> _What is needed_
Rewrite everything from the line containing "of the dusk" down to the line containing "[(522, 85)]" in the records below, replacing "dusk sky" with "evening sky" and leaving all else unchanged.

________________________

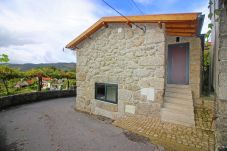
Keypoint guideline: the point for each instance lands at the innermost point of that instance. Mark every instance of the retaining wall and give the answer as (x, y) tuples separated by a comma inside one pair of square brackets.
[(17, 99)]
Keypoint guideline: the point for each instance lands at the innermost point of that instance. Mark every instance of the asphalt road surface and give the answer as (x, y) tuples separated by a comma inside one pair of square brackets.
[(54, 125)]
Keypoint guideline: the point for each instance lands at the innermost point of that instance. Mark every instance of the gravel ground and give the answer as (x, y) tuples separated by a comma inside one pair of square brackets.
[(55, 126)]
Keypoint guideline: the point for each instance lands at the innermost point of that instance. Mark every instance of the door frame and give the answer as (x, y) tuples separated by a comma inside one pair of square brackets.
[(172, 46)]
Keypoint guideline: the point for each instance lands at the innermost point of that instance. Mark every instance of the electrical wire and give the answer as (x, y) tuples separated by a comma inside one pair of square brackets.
[(143, 29), (137, 7)]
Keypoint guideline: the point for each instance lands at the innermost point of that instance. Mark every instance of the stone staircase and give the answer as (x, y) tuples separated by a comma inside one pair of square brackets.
[(178, 105)]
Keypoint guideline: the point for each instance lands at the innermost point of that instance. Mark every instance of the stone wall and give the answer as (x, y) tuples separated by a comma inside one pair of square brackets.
[(128, 57), (220, 75), (195, 54), (17, 99)]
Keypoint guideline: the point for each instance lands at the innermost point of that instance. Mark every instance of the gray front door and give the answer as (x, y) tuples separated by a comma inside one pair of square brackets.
[(178, 64)]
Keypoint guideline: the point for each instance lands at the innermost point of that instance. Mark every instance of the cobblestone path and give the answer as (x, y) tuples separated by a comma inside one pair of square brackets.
[(174, 136)]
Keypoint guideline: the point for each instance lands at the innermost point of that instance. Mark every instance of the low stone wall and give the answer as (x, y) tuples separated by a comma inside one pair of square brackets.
[(13, 100)]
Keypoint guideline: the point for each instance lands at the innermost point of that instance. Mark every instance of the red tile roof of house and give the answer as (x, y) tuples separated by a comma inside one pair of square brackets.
[(181, 24)]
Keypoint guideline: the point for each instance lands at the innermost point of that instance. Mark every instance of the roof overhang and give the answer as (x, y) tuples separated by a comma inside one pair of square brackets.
[(182, 24)]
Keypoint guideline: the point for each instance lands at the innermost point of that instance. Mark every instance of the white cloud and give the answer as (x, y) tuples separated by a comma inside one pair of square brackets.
[(204, 9), (37, 31)]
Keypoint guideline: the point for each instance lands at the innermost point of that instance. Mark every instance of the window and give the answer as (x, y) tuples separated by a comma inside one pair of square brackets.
[(106, 92)]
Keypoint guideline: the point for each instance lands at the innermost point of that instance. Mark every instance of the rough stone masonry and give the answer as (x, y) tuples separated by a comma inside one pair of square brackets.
[(134, 60)]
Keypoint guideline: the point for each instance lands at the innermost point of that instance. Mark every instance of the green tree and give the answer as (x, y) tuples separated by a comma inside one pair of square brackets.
[(6, 74), (38, 73), (68, 75), (4, 58)]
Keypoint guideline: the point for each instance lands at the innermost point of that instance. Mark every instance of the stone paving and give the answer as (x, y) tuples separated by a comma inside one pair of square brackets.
[(173, 136)]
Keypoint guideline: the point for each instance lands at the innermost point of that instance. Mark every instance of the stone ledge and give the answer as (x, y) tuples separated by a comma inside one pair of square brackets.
[(18, 99)]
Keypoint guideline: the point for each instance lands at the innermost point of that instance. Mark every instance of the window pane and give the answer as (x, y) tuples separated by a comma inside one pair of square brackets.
[(111, 93), (100, 91)]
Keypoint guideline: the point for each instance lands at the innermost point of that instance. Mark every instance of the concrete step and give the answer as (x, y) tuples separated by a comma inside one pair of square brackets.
[(176, 117), (188, 124), (178, 90), (180, 107), (178, 95), (179, 112), (178, 100), (178, 86)]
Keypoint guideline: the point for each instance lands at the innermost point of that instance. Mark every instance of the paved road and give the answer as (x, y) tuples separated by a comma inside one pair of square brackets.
[(54, 126)]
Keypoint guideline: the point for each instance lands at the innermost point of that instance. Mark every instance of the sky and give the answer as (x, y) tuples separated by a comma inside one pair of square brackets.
[(37, 31)]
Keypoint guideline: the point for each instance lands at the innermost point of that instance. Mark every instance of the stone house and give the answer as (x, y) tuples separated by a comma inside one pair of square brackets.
[(140, 65), (219, 69)]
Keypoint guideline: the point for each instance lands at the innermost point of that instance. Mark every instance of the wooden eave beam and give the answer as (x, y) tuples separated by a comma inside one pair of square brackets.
[(129, 24), (105, 24), (185, 30), (154, 18), (180, 34), (171, 20), (180, 25)]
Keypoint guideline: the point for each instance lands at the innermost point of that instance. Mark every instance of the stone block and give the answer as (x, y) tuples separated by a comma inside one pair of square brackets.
[(223, 66), (157, 83), (141, 73), (223, 53), (81, 76), (124, 94), (223, 80), (222, 93), (107, 106)]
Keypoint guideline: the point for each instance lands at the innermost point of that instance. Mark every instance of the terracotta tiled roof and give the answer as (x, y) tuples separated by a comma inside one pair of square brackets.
[(181, 24)]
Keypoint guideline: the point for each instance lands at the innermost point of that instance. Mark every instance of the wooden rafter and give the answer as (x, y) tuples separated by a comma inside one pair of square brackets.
[(181, 30), (184, 24)]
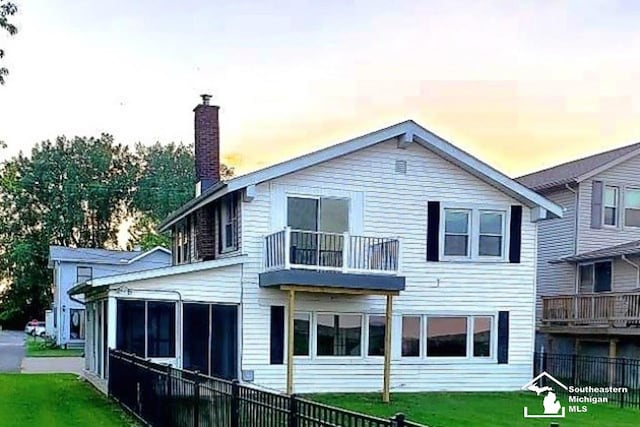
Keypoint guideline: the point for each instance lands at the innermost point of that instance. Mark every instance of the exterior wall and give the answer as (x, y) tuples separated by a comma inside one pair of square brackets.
[(556, 238), (624, 174), (67, 273), (388, 204)]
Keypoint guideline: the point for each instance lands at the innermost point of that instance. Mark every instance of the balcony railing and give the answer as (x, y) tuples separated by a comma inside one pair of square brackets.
[(316, 250), (615, 309)]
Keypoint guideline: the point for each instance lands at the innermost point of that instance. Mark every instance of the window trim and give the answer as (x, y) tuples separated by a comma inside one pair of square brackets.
[(319, 198), (443, 233), (616, 207), (474, 232), (502, 235), (362, 336), (229, 216), (177, 346), (624, 206), (84, 275), (593, 275)]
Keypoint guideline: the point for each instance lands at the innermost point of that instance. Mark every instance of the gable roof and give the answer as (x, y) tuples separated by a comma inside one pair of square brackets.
[(99, 256), (577, 170), (405, 132)]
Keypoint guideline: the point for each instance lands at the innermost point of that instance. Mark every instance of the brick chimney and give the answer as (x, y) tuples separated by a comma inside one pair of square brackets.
[(207, 144)]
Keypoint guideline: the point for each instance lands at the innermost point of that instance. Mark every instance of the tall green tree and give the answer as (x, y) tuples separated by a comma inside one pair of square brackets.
[(70, 192), (7, 10), (167, 181)]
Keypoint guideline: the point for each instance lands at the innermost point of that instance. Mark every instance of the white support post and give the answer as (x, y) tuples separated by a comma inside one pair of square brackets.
[(346, 248), (287, 248)]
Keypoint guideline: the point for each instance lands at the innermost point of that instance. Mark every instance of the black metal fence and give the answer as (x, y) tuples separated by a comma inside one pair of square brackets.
[(164, 396), (588, 371)]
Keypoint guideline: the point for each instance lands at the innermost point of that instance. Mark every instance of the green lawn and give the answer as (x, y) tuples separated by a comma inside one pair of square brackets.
[(55, 400), (38, 347), (477, 409)]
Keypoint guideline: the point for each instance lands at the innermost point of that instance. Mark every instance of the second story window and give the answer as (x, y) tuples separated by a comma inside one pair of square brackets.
[(490, 240), (229, 224), (611, 196), (632, 207), (457, 226), (83, 274)]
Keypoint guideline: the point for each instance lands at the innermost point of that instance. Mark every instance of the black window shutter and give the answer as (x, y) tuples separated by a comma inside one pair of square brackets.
[(277, 335), (515, 234), (433, 231), (503, 337)]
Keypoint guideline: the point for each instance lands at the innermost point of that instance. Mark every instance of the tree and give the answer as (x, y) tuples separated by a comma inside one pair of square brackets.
[(167, 181), (7, 10), (71, 192)]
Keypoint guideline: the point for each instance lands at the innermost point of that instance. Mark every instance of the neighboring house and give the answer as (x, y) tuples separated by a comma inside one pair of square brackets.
[(589, 260), (78, 265), (289, 276)]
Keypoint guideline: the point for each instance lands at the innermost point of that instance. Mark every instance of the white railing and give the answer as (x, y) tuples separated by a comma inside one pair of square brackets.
[(317, 250)]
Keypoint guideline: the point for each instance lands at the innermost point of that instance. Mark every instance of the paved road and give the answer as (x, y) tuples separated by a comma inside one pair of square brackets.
[(11, 350)]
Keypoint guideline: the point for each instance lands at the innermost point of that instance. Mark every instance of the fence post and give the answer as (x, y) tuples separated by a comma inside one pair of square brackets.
[(398, 420), (196, 399), (235, 403), (169, 399), (293, 411), (624, 380)]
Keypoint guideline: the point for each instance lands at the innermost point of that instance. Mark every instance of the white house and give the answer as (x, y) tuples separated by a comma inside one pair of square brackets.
[(77, 265), (391, 261)]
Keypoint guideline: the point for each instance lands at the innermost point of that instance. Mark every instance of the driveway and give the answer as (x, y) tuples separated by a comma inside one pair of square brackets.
[(11, 350)]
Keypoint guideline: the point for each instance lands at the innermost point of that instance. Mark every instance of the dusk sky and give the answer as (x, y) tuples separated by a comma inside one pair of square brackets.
[(522, 85)]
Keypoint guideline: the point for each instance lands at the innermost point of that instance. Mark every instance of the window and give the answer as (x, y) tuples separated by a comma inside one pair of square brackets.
[(490, 240), (301, 333), (456, 232), (411, 336), (339, 335), (595, 277), (377, 326), (482, 336), (610, 205), (602, 276), (306, 216), (161, 334), (83, 274), (446, 337), (76, 324), (460, 336), (229, 224), (632, 207), (585, 278), (146, 328), (181, 244)]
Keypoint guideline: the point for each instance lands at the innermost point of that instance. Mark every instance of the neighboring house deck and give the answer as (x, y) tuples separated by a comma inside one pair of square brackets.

________________________

> _Answer to this task_
Keypoint guideline: the point for each instance lands at the innermost point of that instance. Mark every instance of the evening sky and give the answer as (x, y) tuples separated by a comma inside one pair of square brackets.
[(522, 85)]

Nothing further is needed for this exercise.